→ Exercise aim
Drop the pictures; give again exactly the lines from the one holding "Reviewer note: make sure every instance of the dark" through the end of the data.

→ Exercise material
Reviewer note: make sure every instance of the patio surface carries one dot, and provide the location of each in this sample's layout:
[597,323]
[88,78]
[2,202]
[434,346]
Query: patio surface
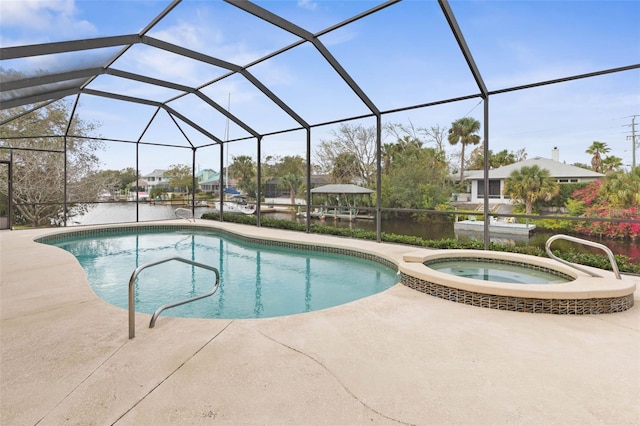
[398,357]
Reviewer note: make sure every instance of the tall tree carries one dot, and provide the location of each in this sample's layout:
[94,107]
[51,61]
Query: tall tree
[597,149]
[530,184]
[417,178]
[243,169]
[39,164]
[611,164]
[464,131]
[293,183]
[498,159]
[356,140]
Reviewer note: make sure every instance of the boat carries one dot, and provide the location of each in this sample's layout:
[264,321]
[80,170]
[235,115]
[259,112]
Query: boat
[495,227]
[236,205]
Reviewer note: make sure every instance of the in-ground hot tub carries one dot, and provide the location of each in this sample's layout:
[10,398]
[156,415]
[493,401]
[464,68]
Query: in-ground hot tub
[566,291]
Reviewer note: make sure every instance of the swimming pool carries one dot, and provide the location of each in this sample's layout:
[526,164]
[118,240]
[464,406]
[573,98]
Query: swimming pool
[256,280]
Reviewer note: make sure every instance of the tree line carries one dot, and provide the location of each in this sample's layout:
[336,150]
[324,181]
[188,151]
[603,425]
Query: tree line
[416,171]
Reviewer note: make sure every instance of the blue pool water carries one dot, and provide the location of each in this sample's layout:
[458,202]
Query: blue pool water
[487,270]
[256,281]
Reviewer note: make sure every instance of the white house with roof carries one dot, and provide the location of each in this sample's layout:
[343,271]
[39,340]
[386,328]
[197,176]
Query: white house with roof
[561,172]
[156,178]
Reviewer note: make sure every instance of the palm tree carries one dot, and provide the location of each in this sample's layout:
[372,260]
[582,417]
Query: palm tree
[464,131]
[529,184]
[611,164]
[596,149]
[244,170]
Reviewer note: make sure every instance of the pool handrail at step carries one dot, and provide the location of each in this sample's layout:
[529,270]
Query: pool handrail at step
[189,216]
[136,272]
[607,250]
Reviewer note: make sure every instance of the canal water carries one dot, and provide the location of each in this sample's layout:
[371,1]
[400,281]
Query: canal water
[119,213]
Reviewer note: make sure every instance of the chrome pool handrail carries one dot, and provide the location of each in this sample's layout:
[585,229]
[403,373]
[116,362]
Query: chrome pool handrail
[134,275]
[188,216]
[614,265]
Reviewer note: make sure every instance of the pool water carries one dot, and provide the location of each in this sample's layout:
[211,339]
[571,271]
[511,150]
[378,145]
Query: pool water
[496,271]
[256,281]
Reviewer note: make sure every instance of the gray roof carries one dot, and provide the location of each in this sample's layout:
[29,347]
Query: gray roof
[156,173]
[556,170]
[341,189]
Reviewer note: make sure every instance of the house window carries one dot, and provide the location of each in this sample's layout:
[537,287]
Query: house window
[494,188]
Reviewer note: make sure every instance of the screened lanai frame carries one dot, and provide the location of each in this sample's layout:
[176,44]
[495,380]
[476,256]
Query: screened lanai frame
[47,88]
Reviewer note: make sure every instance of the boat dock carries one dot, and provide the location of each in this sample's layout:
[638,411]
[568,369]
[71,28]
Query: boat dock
[495,227]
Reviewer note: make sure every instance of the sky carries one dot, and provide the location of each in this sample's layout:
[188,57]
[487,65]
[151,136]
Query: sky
[404,55]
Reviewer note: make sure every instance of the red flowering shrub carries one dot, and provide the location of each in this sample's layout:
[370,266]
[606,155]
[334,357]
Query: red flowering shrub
[619,230]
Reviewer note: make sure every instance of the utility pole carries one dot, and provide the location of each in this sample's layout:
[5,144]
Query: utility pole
[633,141]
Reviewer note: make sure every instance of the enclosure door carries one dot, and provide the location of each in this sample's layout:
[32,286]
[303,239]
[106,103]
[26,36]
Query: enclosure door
[5,195]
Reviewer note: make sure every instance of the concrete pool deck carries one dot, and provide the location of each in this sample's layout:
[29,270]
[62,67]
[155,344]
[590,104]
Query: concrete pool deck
[398,357]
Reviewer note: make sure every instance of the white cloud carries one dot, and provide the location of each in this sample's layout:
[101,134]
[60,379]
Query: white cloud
[308,4]
[45,17]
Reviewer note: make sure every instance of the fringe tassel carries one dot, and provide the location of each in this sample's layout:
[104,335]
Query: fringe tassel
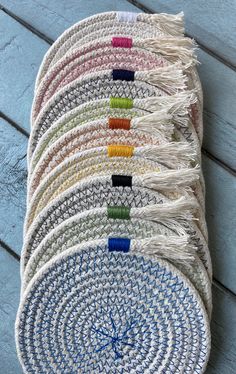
[175,49]
[168,247]
[157,124]
[170,78]
[173,154]
[182,208]
[177,105]
[168,23]
[170,179]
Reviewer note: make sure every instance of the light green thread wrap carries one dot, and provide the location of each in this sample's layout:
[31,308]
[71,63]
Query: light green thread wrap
[121,102]
[118,212]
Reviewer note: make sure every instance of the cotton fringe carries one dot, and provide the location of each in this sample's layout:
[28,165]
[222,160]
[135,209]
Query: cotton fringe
[168,247]
[170,78]
[168,23]
[174,49]
[170,179]
[179,209]
[173,154]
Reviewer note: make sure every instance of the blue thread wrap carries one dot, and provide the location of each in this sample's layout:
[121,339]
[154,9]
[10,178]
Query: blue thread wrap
[123,75]
[118,245]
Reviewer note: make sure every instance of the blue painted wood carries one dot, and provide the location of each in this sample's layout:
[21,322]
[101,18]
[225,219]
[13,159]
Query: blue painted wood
[9,300]
[219,89]
[221,218]
[20,55]
[223,355]
[220,111]
[13,174]
[216,104]
[53,17]
[211,22]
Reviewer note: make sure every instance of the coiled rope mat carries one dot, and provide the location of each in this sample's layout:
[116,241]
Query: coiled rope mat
[116,271]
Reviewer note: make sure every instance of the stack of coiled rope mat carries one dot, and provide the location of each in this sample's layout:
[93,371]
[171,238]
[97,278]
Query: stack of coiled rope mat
[116,271]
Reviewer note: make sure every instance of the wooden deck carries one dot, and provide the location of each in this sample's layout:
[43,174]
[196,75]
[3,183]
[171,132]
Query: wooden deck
[27,28]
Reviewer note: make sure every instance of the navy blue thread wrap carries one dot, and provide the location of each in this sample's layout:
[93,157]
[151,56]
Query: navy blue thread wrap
[123,75]
[121,180]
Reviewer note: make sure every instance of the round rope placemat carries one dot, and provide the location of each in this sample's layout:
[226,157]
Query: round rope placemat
[111,23]
[167,240]
[91,310]
[124,191]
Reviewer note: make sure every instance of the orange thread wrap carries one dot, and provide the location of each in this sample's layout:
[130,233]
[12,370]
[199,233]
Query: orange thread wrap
[120,151]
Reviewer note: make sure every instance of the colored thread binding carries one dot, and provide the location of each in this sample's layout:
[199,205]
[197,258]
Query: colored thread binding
[118,245]
[118,212]
[123,75]
[119,42]
[119,123]
[121,181]
[120,151]
[121,102]
[126,17]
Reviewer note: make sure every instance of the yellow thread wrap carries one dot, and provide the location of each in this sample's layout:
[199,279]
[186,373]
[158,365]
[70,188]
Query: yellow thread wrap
[120,151]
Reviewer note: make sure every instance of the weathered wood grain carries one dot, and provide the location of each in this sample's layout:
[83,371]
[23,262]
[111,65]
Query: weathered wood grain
[221,219]
[223,328]
[223,354]
[220,185]
[9,300]
[53,17]
[219,81]
[13,174]
[211,22]
[219,88]
[20,55]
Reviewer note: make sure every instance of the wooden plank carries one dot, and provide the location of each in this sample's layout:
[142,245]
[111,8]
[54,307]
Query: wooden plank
[211,22]
[219,88]
[223,354]
[220,111]
[21,52]
[13,175]
[53,17]
[9,300]
[221,219]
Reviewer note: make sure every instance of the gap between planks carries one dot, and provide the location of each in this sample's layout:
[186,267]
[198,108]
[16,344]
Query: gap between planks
[20,129]
[138,5]
[146,9]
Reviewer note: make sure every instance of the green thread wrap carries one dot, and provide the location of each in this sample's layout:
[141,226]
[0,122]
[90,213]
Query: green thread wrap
[121,102]
[118,212]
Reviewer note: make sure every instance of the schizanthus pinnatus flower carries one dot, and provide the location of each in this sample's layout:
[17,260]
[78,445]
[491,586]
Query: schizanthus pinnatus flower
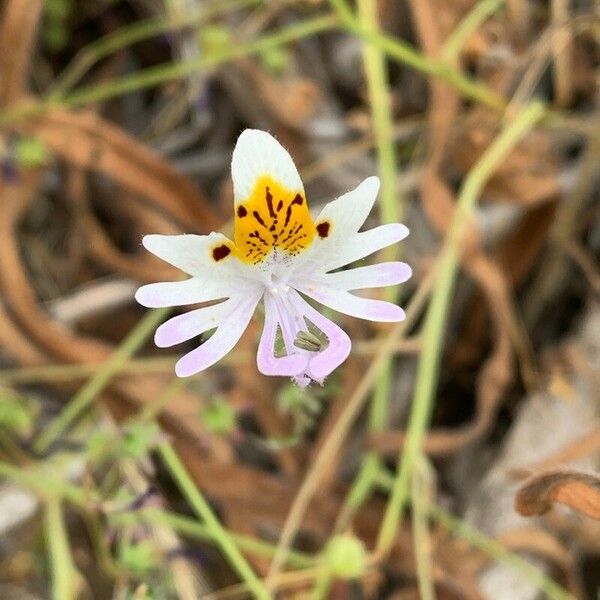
[278,253]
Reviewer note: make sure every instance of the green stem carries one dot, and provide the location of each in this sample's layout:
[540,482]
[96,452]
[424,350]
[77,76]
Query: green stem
[496,550]
[435,319]
[390,212]
[57,541]
[46,486]
[91,54]
[406,54]
[422,488]
[170,71]
[205,512]
[89,392]
[468,26]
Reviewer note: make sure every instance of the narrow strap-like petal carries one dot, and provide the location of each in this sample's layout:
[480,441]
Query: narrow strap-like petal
[206,256]
[363,244]
[190,291]
[326,361]
[371,276]
[344,302]
[190,324]
[268,363]
[221,342]
[347,213]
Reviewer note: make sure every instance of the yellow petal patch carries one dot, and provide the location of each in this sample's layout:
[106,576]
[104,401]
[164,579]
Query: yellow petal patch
[272,218]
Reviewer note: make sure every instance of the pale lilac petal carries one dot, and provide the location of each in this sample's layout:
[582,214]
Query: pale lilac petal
[371,276]
[363,244]
[344,302]
[268,364]
[326,361]
[221,342]
[188,325]
[180,293]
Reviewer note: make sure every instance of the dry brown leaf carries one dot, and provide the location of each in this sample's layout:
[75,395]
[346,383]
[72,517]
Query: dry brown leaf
[18,27]
[576,489]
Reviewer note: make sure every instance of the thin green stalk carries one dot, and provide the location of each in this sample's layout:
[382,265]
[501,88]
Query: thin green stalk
[322,585]
[435,319]
[391,204]
[90,391]
[468,26]
[488,545]
[161,364]
[57,542]
[545,584]
[205,512]
[170,71]
[192,528]
[93,53]
[406,54]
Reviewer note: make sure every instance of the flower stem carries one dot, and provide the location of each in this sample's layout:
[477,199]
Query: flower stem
[405,53]
[192,528]
[170,71]
[216,530]
[390,212]
[435,319]
[468,25]
[63,571]
[89,392]
[127,36]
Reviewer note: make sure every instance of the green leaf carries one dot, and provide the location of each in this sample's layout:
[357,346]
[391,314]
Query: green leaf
[15,414]
[31,152]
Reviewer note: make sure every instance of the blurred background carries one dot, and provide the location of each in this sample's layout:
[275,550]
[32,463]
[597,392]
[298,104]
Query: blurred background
[452,456]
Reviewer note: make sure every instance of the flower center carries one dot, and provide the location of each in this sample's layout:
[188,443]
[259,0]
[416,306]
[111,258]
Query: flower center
[272,219]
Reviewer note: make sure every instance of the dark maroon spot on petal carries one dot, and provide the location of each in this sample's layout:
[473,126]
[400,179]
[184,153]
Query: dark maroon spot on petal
[323,229]
[220,252]
[258,218]
[270,203]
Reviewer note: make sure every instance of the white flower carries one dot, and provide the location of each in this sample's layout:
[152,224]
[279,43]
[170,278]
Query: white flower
[278,253]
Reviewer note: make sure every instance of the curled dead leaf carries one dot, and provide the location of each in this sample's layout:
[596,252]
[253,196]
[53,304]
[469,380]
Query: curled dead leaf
[576,489]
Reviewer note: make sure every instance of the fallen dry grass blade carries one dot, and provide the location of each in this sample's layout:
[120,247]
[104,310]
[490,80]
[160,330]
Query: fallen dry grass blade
[576,489]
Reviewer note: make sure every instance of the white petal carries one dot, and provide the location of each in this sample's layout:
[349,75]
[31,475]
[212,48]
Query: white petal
[194,254]
[258,153]
[268,364]
[344,302]
[363,244]
[188,325]
[347,214]
[221,342]
[180,293]
[371,276]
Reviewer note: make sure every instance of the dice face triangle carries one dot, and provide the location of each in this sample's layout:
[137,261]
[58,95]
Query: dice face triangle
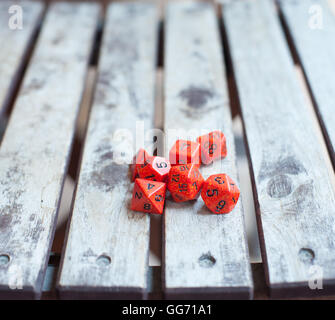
[185,152]
[155,169]
[148,196]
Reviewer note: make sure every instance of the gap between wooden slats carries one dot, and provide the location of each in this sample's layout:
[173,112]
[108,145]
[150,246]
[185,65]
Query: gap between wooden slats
[16,44]
[293,188]
[204,255]
[35,149]
[106,253]
[311,24]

→ Output for this task
Reviewer note: make sure every instance of the dark maroon spot on petal carries one dot, and provide the location of each in this sample's layout:
[473,126]
[400,179]
[184,153]
Query: dark maroon spot on petal
[323,229]
[220,252]
[258,218]
[270,203]
Reviewer note: make sure every instance of the white flower carries one dot, and provide the location of each in this sample's layout:
[152,224]
[279,43]
[170,278]
Query: white flower
[278,253]
Reviewer note: make sure every instance of the curled dead leaf carries one dot, and provide the location of each in this sample's layout:
[596,252]
[253,196]
[53,304]
[469,380]
Query: curled dead leaf
[576,489]
Reviewer note: make sure every instance of the fallen dry grass blade carries one dot, and provide the location of each in this sample's layout:
[120,247]
[104,310]
[490,80]
[160,330]
Query: fallen dry grass blade
[576,489]
Reviewer note: make sure every instance of the white petal carries one dot, and provide the location of each in this sample's layout:
[349,75]
[31,475]
[212,48]
Query: white petal
[194,254]
[258,153]
[268,364]
[344,302]
[363,244]
[188,325]
[347,214]
[221,342]
[180,293]
[371,276]
Reviewer note: make sure every instance of the dice face triangle carries one dot, and provide the location of each in this sample's layout:
[137,261]
[58,95]
Query: dice face triangle
[185,152]
[155,169]
[148,196]
Reviewer note: make sure every instance of the gap between wooden slats carries one dot, and provide the location of each in this sample's layout:
[173,112]
[108,145]
[150,246]
[185,65]
Query: gap between wooden slats
[16,44]
[293,188]
[204,255]
[35,149]
[106,253]
[311,24]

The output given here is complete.